Task material |

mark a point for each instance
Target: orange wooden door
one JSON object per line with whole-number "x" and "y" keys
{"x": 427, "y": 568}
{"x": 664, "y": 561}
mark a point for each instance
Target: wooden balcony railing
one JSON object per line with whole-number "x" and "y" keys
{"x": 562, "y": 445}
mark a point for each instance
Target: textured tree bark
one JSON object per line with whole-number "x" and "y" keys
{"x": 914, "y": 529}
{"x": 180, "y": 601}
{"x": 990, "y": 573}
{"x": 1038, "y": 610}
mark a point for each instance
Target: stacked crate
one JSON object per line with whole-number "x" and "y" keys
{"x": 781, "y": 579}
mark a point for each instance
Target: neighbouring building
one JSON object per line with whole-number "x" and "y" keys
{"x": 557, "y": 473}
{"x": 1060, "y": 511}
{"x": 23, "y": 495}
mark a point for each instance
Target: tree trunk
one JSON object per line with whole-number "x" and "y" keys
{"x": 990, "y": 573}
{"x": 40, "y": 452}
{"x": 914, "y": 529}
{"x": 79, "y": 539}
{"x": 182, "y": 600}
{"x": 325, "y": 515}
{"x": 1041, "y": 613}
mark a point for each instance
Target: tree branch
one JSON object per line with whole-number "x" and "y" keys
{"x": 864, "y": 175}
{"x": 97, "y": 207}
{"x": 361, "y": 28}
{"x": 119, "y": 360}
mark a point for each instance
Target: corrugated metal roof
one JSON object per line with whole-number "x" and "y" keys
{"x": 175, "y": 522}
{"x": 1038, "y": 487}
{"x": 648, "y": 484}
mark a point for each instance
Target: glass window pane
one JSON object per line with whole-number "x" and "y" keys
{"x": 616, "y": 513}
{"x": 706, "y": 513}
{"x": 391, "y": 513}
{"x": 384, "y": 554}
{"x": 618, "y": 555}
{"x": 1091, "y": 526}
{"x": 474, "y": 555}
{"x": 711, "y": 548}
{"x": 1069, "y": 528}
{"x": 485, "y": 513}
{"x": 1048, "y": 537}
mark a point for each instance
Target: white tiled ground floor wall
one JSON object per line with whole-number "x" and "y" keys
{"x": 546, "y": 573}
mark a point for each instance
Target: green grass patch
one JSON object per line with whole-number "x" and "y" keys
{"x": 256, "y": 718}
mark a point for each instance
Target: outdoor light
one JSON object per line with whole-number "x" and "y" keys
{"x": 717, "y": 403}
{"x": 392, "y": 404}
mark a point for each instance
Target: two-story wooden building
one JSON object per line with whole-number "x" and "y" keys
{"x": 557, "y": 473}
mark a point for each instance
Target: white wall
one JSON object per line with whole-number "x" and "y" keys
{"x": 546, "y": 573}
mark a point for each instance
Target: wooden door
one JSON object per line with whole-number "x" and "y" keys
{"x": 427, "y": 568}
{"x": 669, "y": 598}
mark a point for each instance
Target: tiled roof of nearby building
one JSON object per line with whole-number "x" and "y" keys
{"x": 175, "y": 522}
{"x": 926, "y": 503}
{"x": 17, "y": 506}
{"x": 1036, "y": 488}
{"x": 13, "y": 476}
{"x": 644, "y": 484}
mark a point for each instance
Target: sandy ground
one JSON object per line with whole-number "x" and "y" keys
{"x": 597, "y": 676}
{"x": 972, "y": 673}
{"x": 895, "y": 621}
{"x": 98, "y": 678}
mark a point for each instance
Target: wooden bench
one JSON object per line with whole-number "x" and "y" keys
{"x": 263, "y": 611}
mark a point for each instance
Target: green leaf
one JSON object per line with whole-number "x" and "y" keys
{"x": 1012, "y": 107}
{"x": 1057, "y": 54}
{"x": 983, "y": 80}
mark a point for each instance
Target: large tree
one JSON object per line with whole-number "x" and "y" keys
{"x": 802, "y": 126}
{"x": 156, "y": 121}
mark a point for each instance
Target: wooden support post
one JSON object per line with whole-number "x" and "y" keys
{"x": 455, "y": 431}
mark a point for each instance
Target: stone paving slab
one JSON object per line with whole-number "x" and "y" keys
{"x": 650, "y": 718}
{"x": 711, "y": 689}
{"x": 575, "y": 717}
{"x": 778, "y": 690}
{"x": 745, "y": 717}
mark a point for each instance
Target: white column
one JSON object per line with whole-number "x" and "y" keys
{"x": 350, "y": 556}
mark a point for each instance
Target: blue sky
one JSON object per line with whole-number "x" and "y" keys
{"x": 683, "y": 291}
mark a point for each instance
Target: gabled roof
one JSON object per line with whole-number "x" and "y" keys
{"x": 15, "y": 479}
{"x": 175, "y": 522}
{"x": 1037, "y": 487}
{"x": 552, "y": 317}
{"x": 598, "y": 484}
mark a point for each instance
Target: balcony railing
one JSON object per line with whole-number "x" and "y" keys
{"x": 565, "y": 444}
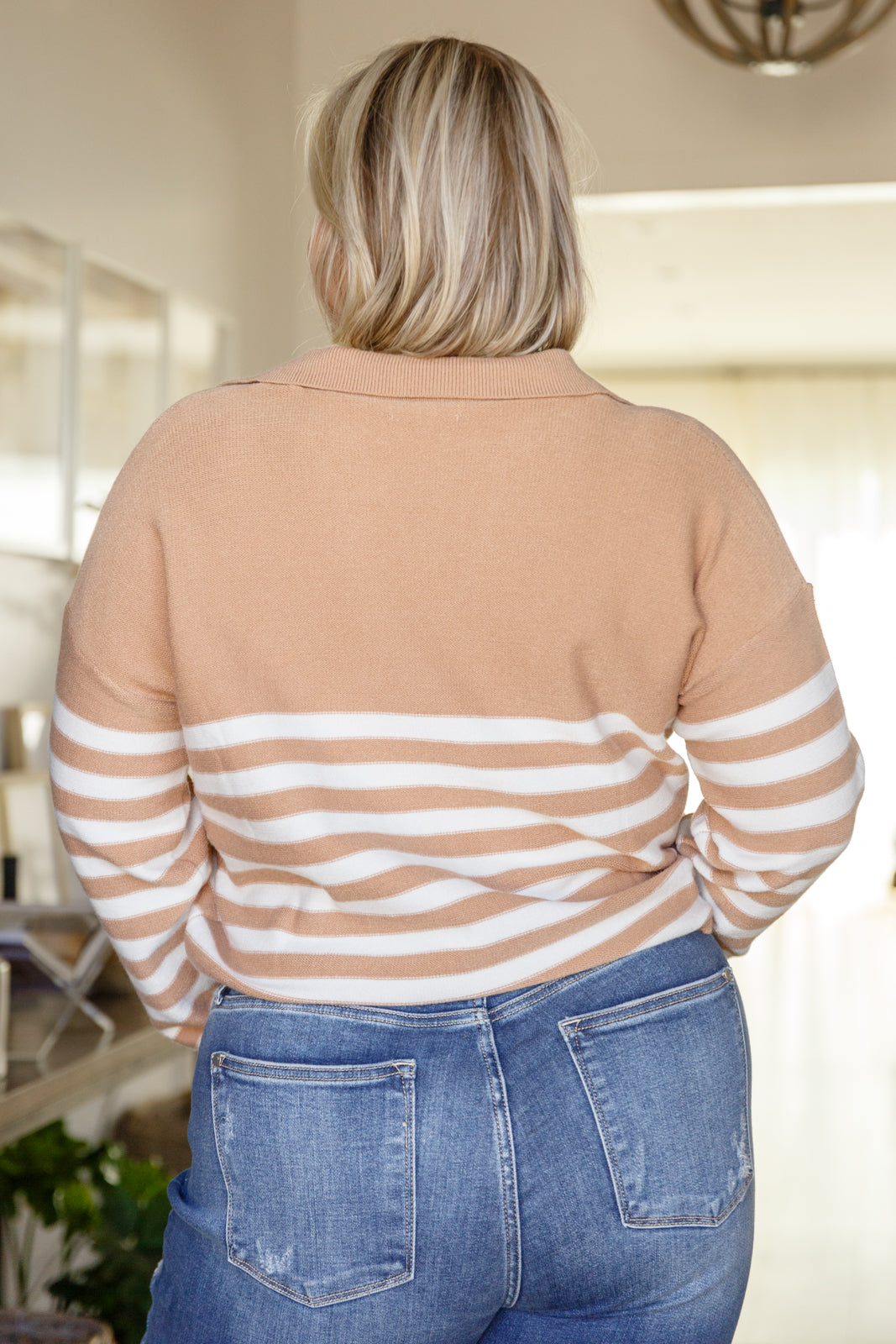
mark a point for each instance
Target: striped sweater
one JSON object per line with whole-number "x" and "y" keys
{"x": 369, "y": 675}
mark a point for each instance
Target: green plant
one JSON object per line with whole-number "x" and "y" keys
{"x": 102, "y": 1200}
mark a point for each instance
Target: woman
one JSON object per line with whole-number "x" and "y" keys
{"x": 362, "y": 753}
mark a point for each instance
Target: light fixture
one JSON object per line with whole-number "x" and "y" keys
{"x": 777, "y": 37}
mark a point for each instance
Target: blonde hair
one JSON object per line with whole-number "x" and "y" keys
{"x": 445, "y": 207}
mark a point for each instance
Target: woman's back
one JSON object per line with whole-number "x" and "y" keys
{"x": 426, "y": 625}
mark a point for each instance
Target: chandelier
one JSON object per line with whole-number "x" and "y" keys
{"x": 777, "y": 37}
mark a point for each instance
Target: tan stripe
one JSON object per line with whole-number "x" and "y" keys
{"x": 412, "y": 799}
{"x": 148, "y": 925}
{"x": 309, "y": 965}
{"x": 783, "y": 842}
{"x": 419, "y": 752}
{"x": 335, "y": 924}
{"x": 114, "y": 764}
{"x": 87, "y": 696}
{"x": 802, "y": 790}
{"x": 177, "y": 990}
{"x": 785, "y": 738}
{"x": 123, "y": 810}
{"x": 241, "y": 968}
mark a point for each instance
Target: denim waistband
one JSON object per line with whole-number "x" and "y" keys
{"x": 454, "y": 1012}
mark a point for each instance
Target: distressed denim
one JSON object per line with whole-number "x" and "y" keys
{"x": 571, "y": 1162}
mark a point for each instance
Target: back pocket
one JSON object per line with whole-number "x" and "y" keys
{"x": 318, "y": 1164}
{"x": 668, "y": 1079}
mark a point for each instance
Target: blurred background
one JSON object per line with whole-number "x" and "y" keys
{"x": 741, "y": 239}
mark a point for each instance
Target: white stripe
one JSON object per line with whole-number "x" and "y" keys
{"x": 735, "y": 857}
{"x": 418, "y": 727}
{"x": 481, "y": 933}
{"x": 434, "y": 988}
{"x": 367, "y": 864}
{"x": 273, "y": 895}
{"x": 739, "y": 900}
{"x": 154, "y": 870}
{"x": 94, "y": 832}
{"x": 300, "y": 827}
{"x": 181, "y": 1011}
{"x": 161, "y": 978}
{"x": 720, "y": 920}
{"x": 694, "y": 918}
{"x": 422, "y": 900}
{"x": 112, "y": 739}
{"x": 765, "y": 718}
{"x": 139, "y": 949}
{"x": 775, "y": 769}
{"x": 410, "y": 774}
{"x": 799, "y": 816}
{"x": 112, "y": 788}
{"x": 757, "y": 884}
{"x": 149, "y": 900}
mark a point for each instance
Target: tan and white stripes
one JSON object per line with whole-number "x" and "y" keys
{"x": 369, "y": 675}
{"x": 454, "y": 860}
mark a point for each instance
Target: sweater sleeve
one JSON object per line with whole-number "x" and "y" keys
{"x": 123, "y": 795}
{"x": 762, "y": 719}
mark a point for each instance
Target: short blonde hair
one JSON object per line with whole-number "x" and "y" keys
{"x": 446, "y": 221}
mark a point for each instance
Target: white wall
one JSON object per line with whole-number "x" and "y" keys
{"x": 160, "y": 134}
{"x": 660, "y": 112}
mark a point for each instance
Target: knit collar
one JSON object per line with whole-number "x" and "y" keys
{"x": 342, "y": 369}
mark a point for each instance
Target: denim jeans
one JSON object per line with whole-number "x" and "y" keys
{"x": 570, "y": 1162}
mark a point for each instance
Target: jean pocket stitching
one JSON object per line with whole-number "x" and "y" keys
{"x": 221, "y": 1063}
{"x": 571, "y": 1028}
{"x": 651, "y": 1003}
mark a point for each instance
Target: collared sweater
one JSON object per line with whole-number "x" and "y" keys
{"x": 369, "y": 675}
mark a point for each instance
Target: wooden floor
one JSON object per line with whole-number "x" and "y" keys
{"x": 821, "y": 1012}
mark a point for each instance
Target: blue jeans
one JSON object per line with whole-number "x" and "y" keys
{"x": 570, "y": 1162}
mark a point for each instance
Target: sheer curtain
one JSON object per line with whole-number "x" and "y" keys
{"x": 821, "y": 444}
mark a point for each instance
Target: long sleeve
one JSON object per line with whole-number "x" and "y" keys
{"x": 123, "y": 796}
{"x": 765, "y": 729}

Exercise instructions | In the records above, which lines hold the string "jeans"? Copy each one.

Written solution |
Target: denim jeans
Target: blue jeans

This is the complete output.